Return every entry below exactly as written, minus the pictures.

**STORED DATA**
Start of Block

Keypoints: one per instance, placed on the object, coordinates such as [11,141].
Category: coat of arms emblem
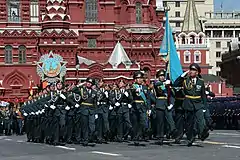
[51,67]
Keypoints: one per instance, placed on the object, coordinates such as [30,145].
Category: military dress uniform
[123,103]
[179,112]
[86,112]
[140,106]
[164,105]
[102,123]
[58,104]
[193,104]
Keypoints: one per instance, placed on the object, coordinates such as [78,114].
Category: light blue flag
[174,68]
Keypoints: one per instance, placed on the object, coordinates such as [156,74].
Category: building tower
[192,44]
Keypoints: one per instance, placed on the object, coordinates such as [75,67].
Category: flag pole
[168,52]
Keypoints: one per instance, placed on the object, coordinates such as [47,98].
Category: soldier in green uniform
[141,104]
[123,102]
[102,123]
[113,112]
[58,104]
[86,114]
[179,113]
[163,106]
[194,102]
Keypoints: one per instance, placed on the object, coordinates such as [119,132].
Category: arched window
[187,57]
[200,39]
[8,54]
[183,39]
[21,54]
[197,57]
[192,39]
[14,10]
[138,13]
[91,11]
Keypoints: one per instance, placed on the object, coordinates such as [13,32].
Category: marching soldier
[58,104]
[123,102]
[194,102]
[163,107]
[102,125]
[87,110]
[179,113]
[141,103]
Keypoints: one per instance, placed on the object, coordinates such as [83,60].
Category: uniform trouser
[161,116]
[58,125]
[29,128]
[20,125]
[138,120]
[7,126]
[193,119]
[123,121]
[179,122]
[102,124]
[37,129]
[49,127]
[207,117]
[91,125]
[81,127]
[69,127]
[113,125]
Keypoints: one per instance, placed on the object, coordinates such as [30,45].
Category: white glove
[138,90]
[129,106]
[106,93]
[126,94]
[170,107]
[117,104]
[149,112]
[167,82]
[185,74]
[67,108]
[62,96]
[81,84]
[77,105]
[52,107]
[110,108]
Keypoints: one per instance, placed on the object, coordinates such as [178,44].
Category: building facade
[81,31]
[231,63]
[220,28]
[178,9]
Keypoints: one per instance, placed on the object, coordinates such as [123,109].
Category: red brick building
[87,29]
[193,47]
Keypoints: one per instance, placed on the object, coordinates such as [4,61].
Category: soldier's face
[121,84]
[139,80]
[52,88]
[44,91]
[193,73]
[100,84]
[59,86]
[89,85]
[162,78]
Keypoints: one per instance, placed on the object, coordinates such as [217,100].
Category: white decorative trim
[197,53]
[187,53]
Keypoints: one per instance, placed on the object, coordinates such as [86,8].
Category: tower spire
[191,21]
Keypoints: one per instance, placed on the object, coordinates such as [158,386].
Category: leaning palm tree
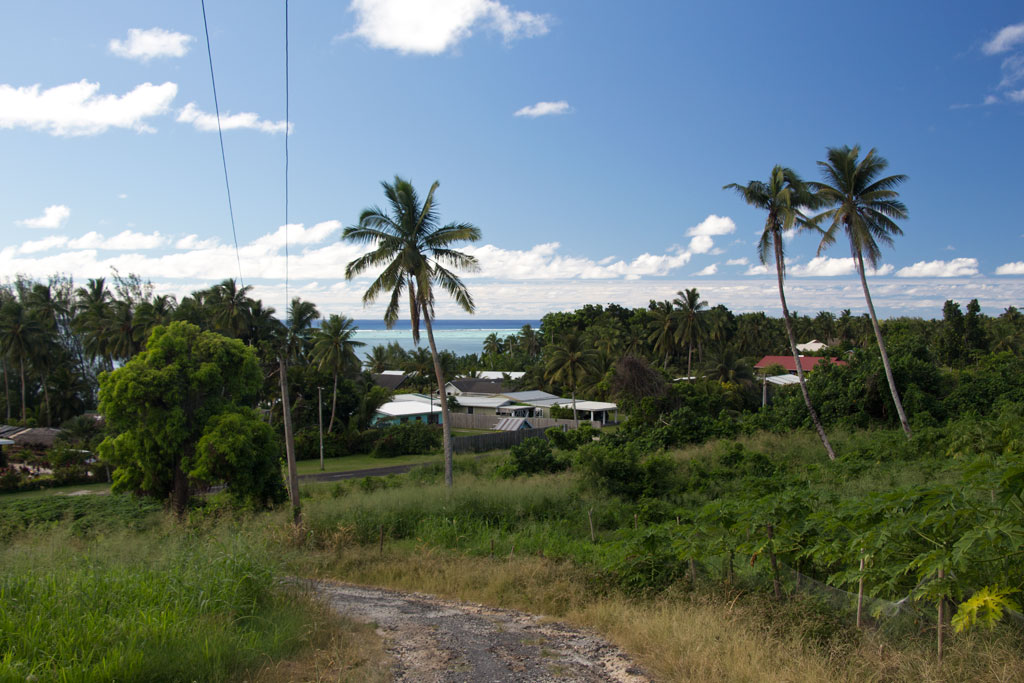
[334,349]
[693,327]
[783,197]
[864,206]
[414,254]
[570,361]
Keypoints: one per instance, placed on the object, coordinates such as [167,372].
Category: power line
[220,134]
[287,126]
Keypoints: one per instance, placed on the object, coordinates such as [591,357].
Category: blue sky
[588,140]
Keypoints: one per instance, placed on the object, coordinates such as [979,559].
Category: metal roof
[398,409]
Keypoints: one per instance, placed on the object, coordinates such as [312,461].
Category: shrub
[531,457]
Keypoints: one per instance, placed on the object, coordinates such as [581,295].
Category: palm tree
[863,206]
[692,328]
[783,197]
[19,334]
[415,253]
[334,348]
[570,361]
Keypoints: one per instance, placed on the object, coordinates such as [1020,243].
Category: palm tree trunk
[796,355]
[882,345]
[445,423]
[334,403]
[23,389]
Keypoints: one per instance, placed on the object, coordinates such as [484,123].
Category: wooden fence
[481,442]
[466,421]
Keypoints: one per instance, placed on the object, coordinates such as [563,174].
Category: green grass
[57,491]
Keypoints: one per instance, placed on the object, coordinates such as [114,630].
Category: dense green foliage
[179,414]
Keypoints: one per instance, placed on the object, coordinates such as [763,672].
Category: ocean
[461,336]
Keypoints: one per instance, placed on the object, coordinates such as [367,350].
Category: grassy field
[153,598]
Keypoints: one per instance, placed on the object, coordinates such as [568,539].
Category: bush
[572,439]
[531,457]
[408,439]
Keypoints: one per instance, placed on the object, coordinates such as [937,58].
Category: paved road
[358,474]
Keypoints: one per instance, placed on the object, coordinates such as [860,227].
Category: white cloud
[194,242]
[824,266]
[124,241]
[1008,38]
[956,267]
[1015,268]
[713,225]
[208,122]
[146,44]
[53,216]
[46,244]
[700,244]
[75,109]
[431,27]
[545,109]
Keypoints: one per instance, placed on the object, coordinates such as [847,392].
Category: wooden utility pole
[293,473]
[320,420]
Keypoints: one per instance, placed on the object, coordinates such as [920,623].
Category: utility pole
[320,420]
[293,473]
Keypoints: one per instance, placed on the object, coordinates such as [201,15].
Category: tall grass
[169,604]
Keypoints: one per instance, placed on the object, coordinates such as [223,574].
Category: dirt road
[434,640]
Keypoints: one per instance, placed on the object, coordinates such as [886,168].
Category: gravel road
[434,640]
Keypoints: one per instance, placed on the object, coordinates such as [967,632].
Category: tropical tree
[692,328]
[19,334]
[783,197]
[864,206]
[570,360]
[334,349]
[415,254]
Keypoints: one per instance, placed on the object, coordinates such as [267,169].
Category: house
[512,424]
[813,345]
[401,412]
[389,379]
[476,386]
[807,363]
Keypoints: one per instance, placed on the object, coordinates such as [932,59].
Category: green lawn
[57,491]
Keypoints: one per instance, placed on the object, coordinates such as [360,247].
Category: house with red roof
[807,363]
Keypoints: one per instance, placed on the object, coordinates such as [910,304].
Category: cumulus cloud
[245,120]
[713,225]
[431,27]
[146,44]
[1015,268]
[1007,38]
[956,267]
[824,266]
[124,241]
[35,246]
[53,216]
[76,109]
[545,109]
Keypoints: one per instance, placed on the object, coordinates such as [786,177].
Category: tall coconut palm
[783,197]
[692,328]
[862,204]
[334,349]
[415,254]
[19,334]
[570,361]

End of Block

**RESPONSE**
Keypoints: one per instance, placed on the object, coordinates such as [11,141].
Category: coat of arms emblem
[51,67]
Keypoints: one per instance, placed on the object, coordinates such as [30,145].
Category: military dress uniform
[123,103]
[179,112]
[86,112]
[140,106]
[164,105]
[102,123]
[58,104]
[193,104]
Keypoints: one per instance, placed on the object, coordinates such as [78,114].
Category: light blue flag
[174,68]
Keypoints: one per instance, placed on the object, coordinates such as [156,74].
Category: building tower
[192,44]
Keypoints: one per instance, placed on the object, coordinates such as [75,67].
Category: flag pole
[168,52]
Keypoints: one per instance, placed on the object, coordinates such as [47,98].
Category: soldier in green uniform
[141,104]
[123,102]
[102,123]
[113,112]
[58,104]
[86,114]
[179,113]
[163,106]
[194,102]
Keypoints: one per instance, placed on the object, coordinates such as [119,132].
Category: arched window
[187,57]
[200,39]
[8,54]
[183,39]
[21,54]
[197,57]
[192,39]
[14,10]
[138,13]
[91,11]
Keypoints: one per instance, placed on the object, coordinates such as [13,32].
Category: marching soldier
[58,104]
[123,102]
[194,102]
[163,107]
[102,125]
[87,110]
[179,113]
[141,103]
Keypoints: one per instance, placed on the object, coordinates such as [83,60].
Category: uniform trouser
[161,116]
[58,125]
[29,128]
[20,125]
[138,120]
[7,126]
[193,119]
[123,121]
[179,122]
[102,124]
[37,129]
[49,127]
[207,117]
[91,125]
[81,127]
[69,127]
[113,125]
Keypoints: one per instance, placed on the object, coordinates such as [30,45].
Category: white glove
[138,90]
[129,106]
[106,93]
[126,94]
[170,107]
[117,104]
[149,112]
[167,82]
[185,74]
[67,108]
[62,96]
[81,84]
[77,105]
[52,107]
[110,108]
Keypoints: one per instance, placed on the object, coordinates such as [178,44].
Category: building facade
[81,31]
[231,63]
[220,28]
[178,9]
Keypoints: one per instance, placed on the object, coordinates such as [123,109].
Category: red brick building
[87,29]
[193,47]
Keypoints: one per instance, placed on the object, coordinates such as [4,61].
Category: soldier's face
[121,84]
[139,80]
[52,88]
[44,91]
[193,73]
[100,84]
[59,86]
[89,85]
[162,78]
Keypoints: one per instance, placed on the object, coordinates such as [217,100].
Category: white decorative trim
[197,53]
[187,53]
Keypoints: one per instance, placed on the object, coordinates such as [86,8].
Category: tower spire
[191,21]
Keypoints: one per instance, placed on the object, coordinates such as [158,386].
Category: leaning palm tree
[334,349]
[693,327]
[783,197]
[864,206]
[414,254]
[570,361]
Keypoints: one per instance, placed on the object, coordinates such as [167,372].
Category: power line
[220,134]
[287,126]
Keypoints: one per instance, placed on the object, coordinates such as [591,357].
Category: blue sky
[588,140]
Keypoints: one per instance, placed on the object, coordinates such as [979,559].
Category: metal roof
[398,409]
Keypoints: one per instance, placed on the object, coordinates such as [312,461].
Category: shrub
[531,457]
Keypoints: one per instance, placed on the object, coordinates such as [581,295].
Category: palm tree
[863,206]
[692,328]
[783,197]
[19,334]
[415,253]
[334,348]
[570,361]
Keypoints: one per instance, placed on the object, coordinates such as [1020,243].
Category: palm tree trunk
[796,355]
[882,345]
[445,423]
[334,403]
[23,389]
Keypoints: one per instance, placed on the object, coordinates such as [484,123].
Category: wooden fence
[481,442]
[466,421]
Keypoints: one per instance, placed on the object, coordinates such as [563,174].
Category: green grass
[57,491]
Keypoints: one per instance, placed on the object, coordinates such as [114,630].
Category: dense green foliage
[179,414]
Keypoints: one per instance, placed on the object, coordinates such as [763,672].
Category: ocean
[461,336]
Keypoints: one per instance, placed on the object, coordinates such as [367,350].
Category: grassy field
[153,598]
Keypoints: one per instance, placed on the object, coordinates such as [568,539].
Category: bush
[572,439]
[531,457]
[408,439]
Keypoints: one per instance, placed on the object, coordinates such as [937,58].
Category: paved road
[358,474]
Keypoints: one per instance, placed on the object, coordinates such as [860,227].
Category: white cloud
[194,242]
[824,266]
[124,241]
[1008,38]
[956,267]
[1015,268]
[713,225]
[208,122]
[146,44]
[53,216]
[46,244]
[700,244]
[75,109]
[431,27]
[545,109]
Keypoints: one per instance, placed on the object, coordinates such as [847,392].
Category: wooden utility pole
[293,473]
[320,420]
Keypoints: one per instance, placed on the object, coordinates such as [920,623].
Category: utility pole
[320,420]
[293,473]
Keypoints: one per instance, placed on the object, coordinates such as [201,15].
Category: tall grass
[169,604]
Keypoints: one per instance, placed on the object, coordinates such as [223,574].
Category: dirt road
[434,640]
Keypoints: one per instance, placed on the object, coordinates such as [886,168].
Category: gravel road
[434,640]
Keypoints: one per instance, placed on the object, coordinates such as [967,632].
Category: tropical tree
[692,328]
[19,334]
[783,197]
[864,206]
[570,360]
[334,349]
[415,254]
Keypoints: one per instance, placed on the object, coordinates such as [267,169].
Category: house
[512,424]
[813,345]
[401,412]
[389,379]
[476,386]
[807,363]
Keypoints: one per instance, placed on the object, coordinates such as [932,59].
Category: green lawn
[57,491]
Keypoints: one per instance, placed on the object, coordinates such as [360,247].
Category: house with red roof
[807,363]
Keypoints: one per instance, placed on the object, coordinates such as [910,304].
Category: cumulus cloud
[245,120]
[713,225]
[431,27]
[146,44]
[1015,268]
[1007,38]
[956,267]
[824,266]
[124,241]
[35,246]
[53,216]
[76,109]
[545,109]
Keypoints: one per instance, placed on the object, coordinates such as [786,177].
Category: tall coconut palm
[783,197]
[692,328]
[862,204]
[334,349]
[415,254]
[19,334]
[570,361]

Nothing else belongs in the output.